QUOTED PASSAGE ▸
::::
What is envisioned would clearly be desirable. But, to justify a huge gamble with the nation’s healthcare, the potential outcome must be more than desirable — there must be plain evidence of major and achievable benefit. No other test will do. Delivering 21st Century IT Support provides no such evidence. Perhaps that was not its function: it is a plan for action. For the strategy we must go elsewhere.

The Wanless report, commissioned by the Treasury to examine healthcare funding, gave prominence to the need for much greater investment in IT. Delivering 21st Century IT Support is the response to that. Key Wanless recommendations are that IT spending should be doubled (and protected to ensure it was not diverted elsewhere), that national standards for data and IT should be set centrally “and vigorously applied” and that investment should be aimed at “better integrated and more flexible” IT.

So far as funding is concerned, the principal justification is that spending per employee is lower than in other sectors of the economy and is less than is spent in overseas healthcare services. Doubtless true — but not of itself an argument for spending more. Clear evidence demonstrating the likelihood of major benefits coming from greater funding and supporting the centralise and integrate theory is needed. There is no such evidence.

Instead there is assertion: “The benefits of ICT [i.e. IT] will not come through significantly until the necessary infrastructure is built…” That is despite a statement towards the end of the Report that “decisions to invest in ICT need to be accompanied by firm evidence of the costs and benefits.” Exactly.
::::
DATASET EXTRACT ▸
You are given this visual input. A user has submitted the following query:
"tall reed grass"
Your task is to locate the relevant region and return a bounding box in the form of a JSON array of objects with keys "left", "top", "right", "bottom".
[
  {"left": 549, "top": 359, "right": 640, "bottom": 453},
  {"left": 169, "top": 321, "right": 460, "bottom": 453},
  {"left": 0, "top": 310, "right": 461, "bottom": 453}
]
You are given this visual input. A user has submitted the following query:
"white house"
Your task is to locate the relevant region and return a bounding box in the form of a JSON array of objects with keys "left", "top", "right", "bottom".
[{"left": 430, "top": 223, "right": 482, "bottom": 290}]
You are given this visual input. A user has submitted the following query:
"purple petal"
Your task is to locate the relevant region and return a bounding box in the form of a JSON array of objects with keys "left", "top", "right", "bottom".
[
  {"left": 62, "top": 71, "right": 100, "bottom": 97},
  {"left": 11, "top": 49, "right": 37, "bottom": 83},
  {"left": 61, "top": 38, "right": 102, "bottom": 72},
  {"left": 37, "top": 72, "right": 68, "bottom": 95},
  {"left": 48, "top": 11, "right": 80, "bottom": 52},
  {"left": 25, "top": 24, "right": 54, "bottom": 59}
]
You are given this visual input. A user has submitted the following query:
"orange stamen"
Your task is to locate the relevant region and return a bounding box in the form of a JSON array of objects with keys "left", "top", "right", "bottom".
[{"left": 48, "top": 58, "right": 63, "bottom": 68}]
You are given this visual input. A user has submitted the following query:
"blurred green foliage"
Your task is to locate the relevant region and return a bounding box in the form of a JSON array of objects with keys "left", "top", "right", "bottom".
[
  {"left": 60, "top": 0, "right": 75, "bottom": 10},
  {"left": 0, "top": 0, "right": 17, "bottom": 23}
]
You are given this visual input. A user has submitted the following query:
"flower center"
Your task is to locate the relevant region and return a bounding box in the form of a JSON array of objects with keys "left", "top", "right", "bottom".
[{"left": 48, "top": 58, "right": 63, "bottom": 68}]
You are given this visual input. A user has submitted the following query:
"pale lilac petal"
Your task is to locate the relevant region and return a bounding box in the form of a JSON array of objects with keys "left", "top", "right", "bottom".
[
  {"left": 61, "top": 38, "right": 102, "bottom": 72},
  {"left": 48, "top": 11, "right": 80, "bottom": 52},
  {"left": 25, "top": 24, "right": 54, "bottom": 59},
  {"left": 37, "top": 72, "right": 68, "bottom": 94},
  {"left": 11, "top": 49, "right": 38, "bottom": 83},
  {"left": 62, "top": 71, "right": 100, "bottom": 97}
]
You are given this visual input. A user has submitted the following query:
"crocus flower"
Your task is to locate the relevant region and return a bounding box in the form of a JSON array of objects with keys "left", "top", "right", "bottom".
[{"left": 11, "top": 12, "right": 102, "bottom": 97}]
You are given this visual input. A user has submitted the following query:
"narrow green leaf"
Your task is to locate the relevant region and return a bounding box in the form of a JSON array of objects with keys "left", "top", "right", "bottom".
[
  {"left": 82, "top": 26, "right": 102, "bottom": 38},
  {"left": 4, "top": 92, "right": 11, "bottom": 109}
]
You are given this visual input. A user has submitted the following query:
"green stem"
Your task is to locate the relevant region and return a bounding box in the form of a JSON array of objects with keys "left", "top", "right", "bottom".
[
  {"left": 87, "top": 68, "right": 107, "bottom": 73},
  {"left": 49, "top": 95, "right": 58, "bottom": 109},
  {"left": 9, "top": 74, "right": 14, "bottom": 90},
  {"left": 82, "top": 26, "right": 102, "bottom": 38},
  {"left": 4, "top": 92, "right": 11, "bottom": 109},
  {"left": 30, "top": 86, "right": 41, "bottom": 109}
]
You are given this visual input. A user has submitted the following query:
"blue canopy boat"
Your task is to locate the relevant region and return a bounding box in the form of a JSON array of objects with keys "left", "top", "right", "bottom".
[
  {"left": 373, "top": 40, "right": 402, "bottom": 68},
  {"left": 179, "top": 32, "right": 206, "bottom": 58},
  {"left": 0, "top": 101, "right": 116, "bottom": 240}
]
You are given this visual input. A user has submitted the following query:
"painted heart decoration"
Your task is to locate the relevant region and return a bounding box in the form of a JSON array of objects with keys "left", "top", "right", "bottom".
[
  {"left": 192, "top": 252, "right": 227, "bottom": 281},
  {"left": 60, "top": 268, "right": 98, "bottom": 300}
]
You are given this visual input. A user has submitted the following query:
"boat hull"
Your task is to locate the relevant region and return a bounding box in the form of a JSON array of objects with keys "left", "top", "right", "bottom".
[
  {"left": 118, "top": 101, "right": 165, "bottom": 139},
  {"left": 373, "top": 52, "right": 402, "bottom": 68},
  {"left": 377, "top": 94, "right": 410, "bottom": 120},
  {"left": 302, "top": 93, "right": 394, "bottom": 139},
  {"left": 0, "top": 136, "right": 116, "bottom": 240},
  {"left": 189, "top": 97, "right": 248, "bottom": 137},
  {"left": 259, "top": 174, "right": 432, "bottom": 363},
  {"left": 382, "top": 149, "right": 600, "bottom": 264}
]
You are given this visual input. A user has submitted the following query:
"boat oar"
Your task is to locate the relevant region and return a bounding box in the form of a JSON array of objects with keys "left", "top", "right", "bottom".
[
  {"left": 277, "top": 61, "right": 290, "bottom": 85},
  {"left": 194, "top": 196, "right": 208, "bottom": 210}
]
::::
EXERCISE REQUIREMENTS ▸
(1) In the passage on healthcare IT spending, who commissioned the Wanless report?
(2) Write the next part of the passage on healthcare IT spending, starting after its final sentence.
Nothing asked here concerns the records.

ANSWERS TO EACH TASK ▸
(1) The Treasury.

(2)
Unfortunately, although it notes the “clear risk given the scale of such an undertaking”, the Wanless Report fails to provide that firm evidence. The closest it gets is its comment that evidence (coming from Kaiser Permanente, a Californian healthcare provider and currently controversial Government favourite) “suggests that significant benefits are achievable…”

In the light of the potentially damaging outcome of what is now planned, a mere suggestion is quite inadequate, confirming my fear that the Government is gambling with the future of the nation’s healthcare. That would be unwise in any circumstances. To do so when the chances of success are low is irresponsible. To do so when the costs of even a successful outcome are high and its value uncertain must be foolish. We seem to be embarking on a course that is both irresponsible and foolish.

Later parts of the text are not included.